→ What is being asked
Switch every "Mark" in the rows below to "Locate", and copy the rows out otherwise unchanged. Leave out the pictures.

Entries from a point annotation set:

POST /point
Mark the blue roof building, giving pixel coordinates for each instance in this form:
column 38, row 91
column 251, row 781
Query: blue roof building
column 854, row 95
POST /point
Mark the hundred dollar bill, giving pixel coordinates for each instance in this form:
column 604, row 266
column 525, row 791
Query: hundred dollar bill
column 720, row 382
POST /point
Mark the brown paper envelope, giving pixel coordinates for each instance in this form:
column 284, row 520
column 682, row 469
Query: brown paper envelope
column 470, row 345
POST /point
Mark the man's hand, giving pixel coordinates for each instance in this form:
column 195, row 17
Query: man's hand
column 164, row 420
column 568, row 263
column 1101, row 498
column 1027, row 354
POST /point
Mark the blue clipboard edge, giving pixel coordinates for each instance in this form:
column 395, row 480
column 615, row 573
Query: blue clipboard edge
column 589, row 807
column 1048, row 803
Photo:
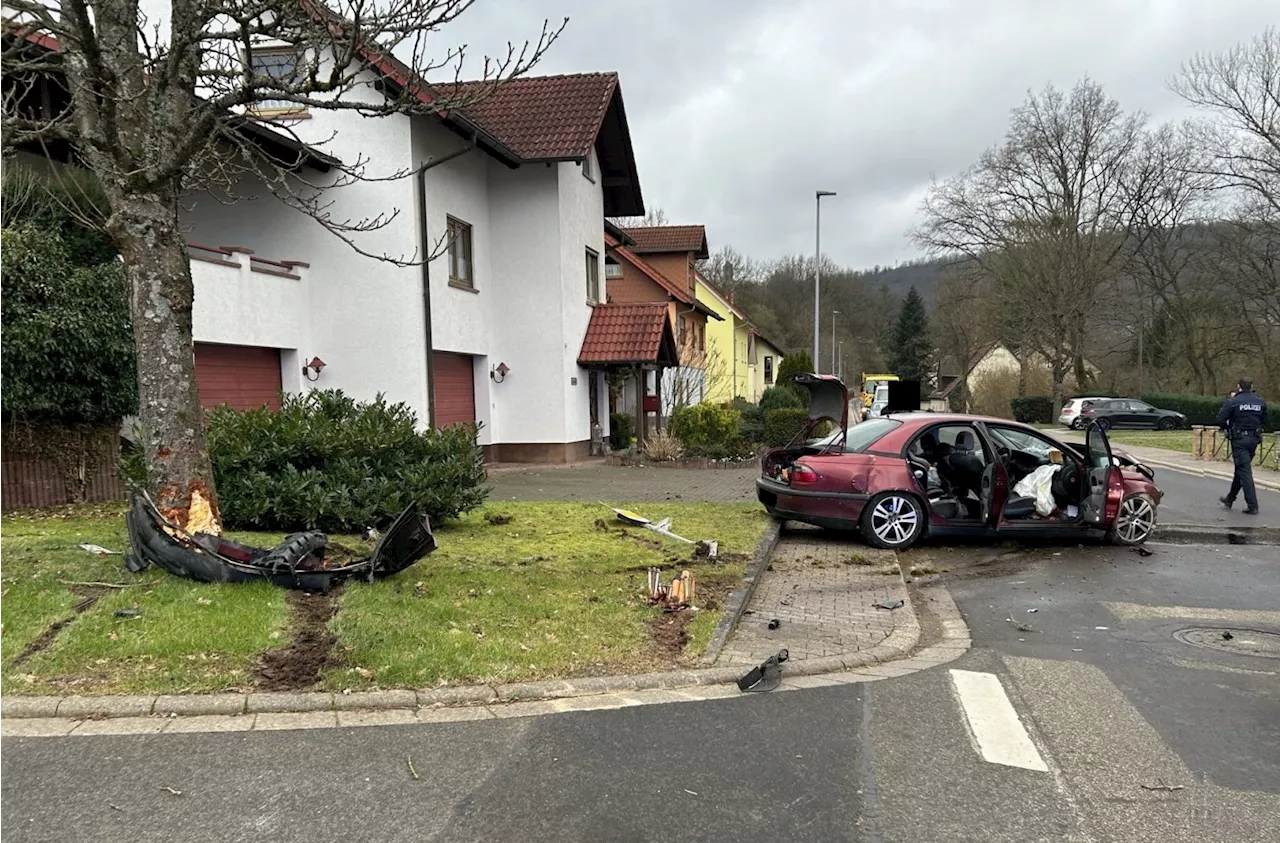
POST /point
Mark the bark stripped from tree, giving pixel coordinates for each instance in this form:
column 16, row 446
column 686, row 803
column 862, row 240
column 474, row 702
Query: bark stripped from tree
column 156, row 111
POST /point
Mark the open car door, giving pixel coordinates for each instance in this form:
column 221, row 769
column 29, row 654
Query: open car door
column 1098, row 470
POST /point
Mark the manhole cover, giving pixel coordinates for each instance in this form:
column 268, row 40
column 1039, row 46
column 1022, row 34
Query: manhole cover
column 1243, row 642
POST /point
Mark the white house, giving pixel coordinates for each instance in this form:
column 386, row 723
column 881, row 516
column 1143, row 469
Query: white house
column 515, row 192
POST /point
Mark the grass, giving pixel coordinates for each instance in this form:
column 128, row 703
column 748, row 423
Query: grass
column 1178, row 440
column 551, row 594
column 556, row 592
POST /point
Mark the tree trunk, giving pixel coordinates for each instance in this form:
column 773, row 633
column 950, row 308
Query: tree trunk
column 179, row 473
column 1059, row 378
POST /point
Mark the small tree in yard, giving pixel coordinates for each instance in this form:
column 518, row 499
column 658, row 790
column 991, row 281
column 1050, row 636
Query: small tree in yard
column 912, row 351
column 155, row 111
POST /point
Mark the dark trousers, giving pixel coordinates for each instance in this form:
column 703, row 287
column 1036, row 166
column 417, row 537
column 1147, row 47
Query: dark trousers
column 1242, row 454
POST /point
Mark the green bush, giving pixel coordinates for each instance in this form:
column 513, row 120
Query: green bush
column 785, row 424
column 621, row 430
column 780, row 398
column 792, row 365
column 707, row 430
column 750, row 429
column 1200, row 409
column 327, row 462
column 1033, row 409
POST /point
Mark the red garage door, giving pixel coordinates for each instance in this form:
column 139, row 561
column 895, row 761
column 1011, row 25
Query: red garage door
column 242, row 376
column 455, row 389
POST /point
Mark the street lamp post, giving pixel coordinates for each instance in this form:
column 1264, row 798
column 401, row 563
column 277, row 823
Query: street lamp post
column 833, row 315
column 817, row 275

→ Full answer
POST /point
Locate the blue roof building, giving pixel coordinates for each instance in this form:
column 38, row 91
column 251, row 781
Query: blue roof building
column 854, row 95
POST /point
Locate the hundred dollar bill, giving pixel coordinates for each instance in this form:
column 604, row 266
column 525, row 791
Query: hundred dollar bill
column 720, row 382
POST /point
Locate the brown paper envelope, giving pixel coordinates for each instance in this form:
column 284, row 520
column 682, row 469
Query: brown paper envelope
column 470, row 345
POST /point
Locate the man's hand, giving pixel coordinates for each instance in this form:
column 195, row 17
Query: man's hand
column 164, row 420
column 568, row 263
column 1101, row 498
column 1027, row 354
POST /point
Locate the blue clipboard edge, giving pixel coordinates for each instance in this form:
column 395, row 480
column 615, row 573
Query: blue clipboard edge
column 589, row 807
column 1048, row 803
Photo:
POST /point
Locate the bark stripped from tree, giving pixel coordinates for each instance in this form:
column 16, row 446
column 686, row 803
column 862, row 240
column 474, row 702
Query: bark stripped from tree
column 156, row 111
POST /point
Locate the open car door, giving pixel coordinates for each instance in this form:
column 221, row 769
column 29, row 654
Query: open car door
column 1098, row 470
POST /point
Locate the manhole cover, giving pixel coordinates for each instance in this form:
column 268, row 40
column 1039, row 46
column 1022, row 34
Query: manhole cover
column 1243, row 642
POST /point
Locate the white house, giving pixel coordinates for each instance in this form:
column 386, row 723
column 881, row 516
column 1143, row 469
Query: white house
column 515, row 192
POST /point
Locate the grass, giving pixel coordinates for each instance in this form:
column 128, row 703
column 748, row 423
Query: grass
column 1178, row 440
column 551, row 594
column 556, row 592
POST /point
Locate the tree trunk, giving pixel coordinates for each instance in this form:
column 773, row 633
column 950, row 308
Query: tree trunk
column 179, row 473
column 1059, row 378
POST /point
Locate the small tree in yard, giving pixel coordinates for each instance in this form:
column 518, row 499
column 658, row 790
column 991, row 281
column 1050, row 636
Query: small tree in yard
column 912, row 351
column 155, row 111
POST /point
Locate the dark trousers, giving pixel coordinates for each instance in this form:
column 703, row 287
column 1036, row 166
column 417, row 537
column 1147, row 47
Query: dark trousers
column 1242, row 454
POST /point
Locate the green bush, giving pixel coordinates for each instance in this form:
column 513, row 120
Query: green bush
column 785, row 424
column 621, row 430
column 780, row 398
column 792, row 365
column 707, row 430
column 750, row 429
column 1200, row 409
column 327, row 462
column 1033, row 409
POST /point
Locate the red garage door, giving pixel coordinates for each instance in this form:
column 139, row 561
column 895, row 761
column 1011, row 25
Query: red garage door
column 242, row 376
column 455, row 389
POST /point
Locate the street lamp post, giving pixel coordinates for each instance in this form:
column 1264, row 798
column 401, row 563
column 277, row 823
Query: street lamp post
column 833, row 315
column 817, row 275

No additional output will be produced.